----- Dados brutos
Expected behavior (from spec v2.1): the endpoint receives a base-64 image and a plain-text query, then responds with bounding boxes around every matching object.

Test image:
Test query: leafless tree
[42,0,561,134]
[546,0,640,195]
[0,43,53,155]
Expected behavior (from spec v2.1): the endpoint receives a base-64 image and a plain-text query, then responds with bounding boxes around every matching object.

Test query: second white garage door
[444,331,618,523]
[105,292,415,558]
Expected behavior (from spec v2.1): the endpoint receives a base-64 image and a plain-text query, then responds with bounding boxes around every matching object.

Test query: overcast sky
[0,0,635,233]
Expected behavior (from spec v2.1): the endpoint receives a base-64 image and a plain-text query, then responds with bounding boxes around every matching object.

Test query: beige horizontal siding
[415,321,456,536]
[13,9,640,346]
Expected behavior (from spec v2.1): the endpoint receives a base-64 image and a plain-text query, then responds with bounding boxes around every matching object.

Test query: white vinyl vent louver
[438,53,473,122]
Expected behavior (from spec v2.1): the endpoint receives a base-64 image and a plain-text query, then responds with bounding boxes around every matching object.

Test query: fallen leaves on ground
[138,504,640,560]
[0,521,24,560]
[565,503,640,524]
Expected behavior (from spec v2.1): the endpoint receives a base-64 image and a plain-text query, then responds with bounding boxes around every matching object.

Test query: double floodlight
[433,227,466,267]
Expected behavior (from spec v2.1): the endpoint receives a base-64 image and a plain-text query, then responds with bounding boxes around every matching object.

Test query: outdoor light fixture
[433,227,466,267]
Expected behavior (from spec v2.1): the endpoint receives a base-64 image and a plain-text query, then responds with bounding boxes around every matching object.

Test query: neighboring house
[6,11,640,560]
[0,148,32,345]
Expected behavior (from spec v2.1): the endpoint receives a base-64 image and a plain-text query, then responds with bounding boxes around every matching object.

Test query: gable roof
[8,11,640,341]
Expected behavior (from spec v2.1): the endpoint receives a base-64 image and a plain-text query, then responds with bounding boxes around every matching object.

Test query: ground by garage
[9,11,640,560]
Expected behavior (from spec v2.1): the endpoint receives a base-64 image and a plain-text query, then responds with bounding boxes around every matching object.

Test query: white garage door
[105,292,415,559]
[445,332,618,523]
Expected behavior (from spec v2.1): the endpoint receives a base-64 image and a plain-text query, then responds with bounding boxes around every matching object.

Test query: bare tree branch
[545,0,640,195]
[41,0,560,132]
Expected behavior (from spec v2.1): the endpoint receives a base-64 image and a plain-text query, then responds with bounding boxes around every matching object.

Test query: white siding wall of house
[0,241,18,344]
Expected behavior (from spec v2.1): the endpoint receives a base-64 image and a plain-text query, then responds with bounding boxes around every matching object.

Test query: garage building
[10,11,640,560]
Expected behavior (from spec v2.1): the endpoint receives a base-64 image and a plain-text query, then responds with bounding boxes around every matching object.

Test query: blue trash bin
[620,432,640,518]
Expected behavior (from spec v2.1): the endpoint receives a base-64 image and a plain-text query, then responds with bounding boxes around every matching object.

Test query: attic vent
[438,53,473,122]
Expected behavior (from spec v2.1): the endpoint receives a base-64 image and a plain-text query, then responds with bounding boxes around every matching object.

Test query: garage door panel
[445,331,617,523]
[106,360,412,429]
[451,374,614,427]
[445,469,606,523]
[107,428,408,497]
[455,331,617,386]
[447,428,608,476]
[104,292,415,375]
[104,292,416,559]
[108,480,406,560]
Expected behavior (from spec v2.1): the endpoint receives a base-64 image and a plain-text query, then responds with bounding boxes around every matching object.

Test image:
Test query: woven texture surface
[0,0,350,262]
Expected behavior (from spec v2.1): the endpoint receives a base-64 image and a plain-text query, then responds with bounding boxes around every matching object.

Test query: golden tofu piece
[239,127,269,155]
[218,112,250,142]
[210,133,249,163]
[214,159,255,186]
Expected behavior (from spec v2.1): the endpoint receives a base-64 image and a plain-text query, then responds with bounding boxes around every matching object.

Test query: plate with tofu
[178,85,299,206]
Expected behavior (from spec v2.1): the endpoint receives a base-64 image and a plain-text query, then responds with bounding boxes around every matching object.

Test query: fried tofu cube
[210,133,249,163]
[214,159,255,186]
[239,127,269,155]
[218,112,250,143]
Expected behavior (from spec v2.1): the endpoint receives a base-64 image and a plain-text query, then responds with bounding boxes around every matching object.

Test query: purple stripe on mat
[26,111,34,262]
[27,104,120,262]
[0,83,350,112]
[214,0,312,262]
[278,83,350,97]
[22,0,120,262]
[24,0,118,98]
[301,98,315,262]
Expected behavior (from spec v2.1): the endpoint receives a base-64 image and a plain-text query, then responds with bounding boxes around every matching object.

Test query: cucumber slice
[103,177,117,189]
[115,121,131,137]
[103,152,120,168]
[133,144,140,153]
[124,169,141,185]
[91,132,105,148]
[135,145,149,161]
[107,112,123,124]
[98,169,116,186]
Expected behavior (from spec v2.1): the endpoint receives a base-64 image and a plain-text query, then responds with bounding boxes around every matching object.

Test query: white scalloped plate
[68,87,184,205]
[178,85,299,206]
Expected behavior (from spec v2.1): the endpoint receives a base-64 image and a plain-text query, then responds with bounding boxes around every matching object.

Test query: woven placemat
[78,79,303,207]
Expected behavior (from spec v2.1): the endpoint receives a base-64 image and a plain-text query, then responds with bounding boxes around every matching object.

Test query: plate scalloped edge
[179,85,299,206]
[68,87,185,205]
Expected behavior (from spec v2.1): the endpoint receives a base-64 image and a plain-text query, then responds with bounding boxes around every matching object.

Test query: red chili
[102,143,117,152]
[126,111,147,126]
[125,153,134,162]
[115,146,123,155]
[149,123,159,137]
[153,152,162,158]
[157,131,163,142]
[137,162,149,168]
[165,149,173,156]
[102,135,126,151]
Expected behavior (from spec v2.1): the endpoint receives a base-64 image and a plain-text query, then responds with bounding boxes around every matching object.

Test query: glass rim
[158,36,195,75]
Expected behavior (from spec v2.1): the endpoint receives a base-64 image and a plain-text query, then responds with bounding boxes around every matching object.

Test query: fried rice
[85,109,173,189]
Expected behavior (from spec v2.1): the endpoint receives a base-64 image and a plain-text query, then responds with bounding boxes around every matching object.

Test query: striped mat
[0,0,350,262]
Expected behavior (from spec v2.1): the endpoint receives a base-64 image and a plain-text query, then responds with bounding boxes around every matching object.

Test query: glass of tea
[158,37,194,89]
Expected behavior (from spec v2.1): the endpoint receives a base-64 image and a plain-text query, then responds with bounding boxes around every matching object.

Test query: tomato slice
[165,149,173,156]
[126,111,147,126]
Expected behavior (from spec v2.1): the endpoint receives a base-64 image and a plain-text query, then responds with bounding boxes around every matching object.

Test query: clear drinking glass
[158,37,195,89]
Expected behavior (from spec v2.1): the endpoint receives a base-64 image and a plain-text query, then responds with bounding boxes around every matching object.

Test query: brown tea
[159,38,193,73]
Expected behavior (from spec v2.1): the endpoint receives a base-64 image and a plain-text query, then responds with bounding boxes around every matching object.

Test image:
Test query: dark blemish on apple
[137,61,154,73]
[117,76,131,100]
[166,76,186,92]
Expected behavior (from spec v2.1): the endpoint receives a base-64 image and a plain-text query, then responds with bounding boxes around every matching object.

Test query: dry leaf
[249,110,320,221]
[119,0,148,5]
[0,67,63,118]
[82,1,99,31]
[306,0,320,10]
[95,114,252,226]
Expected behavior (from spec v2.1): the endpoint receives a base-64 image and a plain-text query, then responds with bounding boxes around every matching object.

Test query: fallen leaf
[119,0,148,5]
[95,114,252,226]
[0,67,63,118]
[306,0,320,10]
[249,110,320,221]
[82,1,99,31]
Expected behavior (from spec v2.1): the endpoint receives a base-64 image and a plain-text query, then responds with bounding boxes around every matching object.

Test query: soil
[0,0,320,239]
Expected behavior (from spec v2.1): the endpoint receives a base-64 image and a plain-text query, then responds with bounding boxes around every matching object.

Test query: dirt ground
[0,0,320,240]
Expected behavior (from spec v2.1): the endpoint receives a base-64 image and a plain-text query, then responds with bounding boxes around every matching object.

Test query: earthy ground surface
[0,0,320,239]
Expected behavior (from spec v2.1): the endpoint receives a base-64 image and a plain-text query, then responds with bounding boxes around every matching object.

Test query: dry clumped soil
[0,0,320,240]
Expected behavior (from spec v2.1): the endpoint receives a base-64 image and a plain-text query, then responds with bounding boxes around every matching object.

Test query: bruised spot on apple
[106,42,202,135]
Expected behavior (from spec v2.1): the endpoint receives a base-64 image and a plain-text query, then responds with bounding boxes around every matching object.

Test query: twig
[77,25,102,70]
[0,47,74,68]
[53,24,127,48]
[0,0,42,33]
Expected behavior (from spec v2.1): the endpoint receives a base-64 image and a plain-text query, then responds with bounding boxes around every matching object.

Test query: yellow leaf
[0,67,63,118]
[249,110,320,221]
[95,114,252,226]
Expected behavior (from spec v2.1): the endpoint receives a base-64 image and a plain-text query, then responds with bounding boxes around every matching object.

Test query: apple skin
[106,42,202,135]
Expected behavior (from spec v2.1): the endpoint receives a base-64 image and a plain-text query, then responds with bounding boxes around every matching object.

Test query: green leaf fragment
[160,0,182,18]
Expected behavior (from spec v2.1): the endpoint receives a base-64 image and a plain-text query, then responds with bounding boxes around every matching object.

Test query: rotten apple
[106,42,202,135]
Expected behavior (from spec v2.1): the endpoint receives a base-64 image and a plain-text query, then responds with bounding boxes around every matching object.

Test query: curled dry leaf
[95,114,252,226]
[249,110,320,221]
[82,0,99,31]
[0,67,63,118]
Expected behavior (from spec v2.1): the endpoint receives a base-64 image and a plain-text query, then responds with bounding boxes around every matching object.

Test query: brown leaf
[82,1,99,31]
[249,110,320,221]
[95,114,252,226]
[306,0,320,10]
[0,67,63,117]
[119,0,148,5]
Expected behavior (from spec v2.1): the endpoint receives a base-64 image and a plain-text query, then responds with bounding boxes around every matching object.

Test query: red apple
----------
§ O que fazer: Redimensione por um fator de 0,8 todas as coordenadas das respostas, arredondando para números inteiros (metades para cima), e reproduza integralmente apenas as linhas dos registros que vão do início até a linha que contém "[13,9,640,346]", inclusive, com as solicitações.

§ Tarefa concluída:
Expected behavior (from spec v2.1): the endpoint receives a base-64 image and a plain-text query, then responds with bounding boxes around every matching object.

Test image:
Test query: leafless tree
[34,0,449,107]
[437,0,512,156]
[0,34,42,124]
Expected behavior (from spec v2.1): the endpoint receives a base-64 image and a plain-text query, then responds with bounding boxes around every matching object.

Test query: second white garage door
[355,265,494,418]
[84,234,332,446]
Expected behavior (from spec v2.1): the endpoint receives a base-64 image and a plain-text query, then responds with bounding boxes around every matching object.

Test query: overcast sky
[0,0,508,186]
Expected behavior (from spec v2.1): the endpoint receives a base-64 image and a plain-text query, then responds with bounding boxes around every matching object.

Test query: beige horizontal siding
[332,257,365,429]
[10,7,512,277]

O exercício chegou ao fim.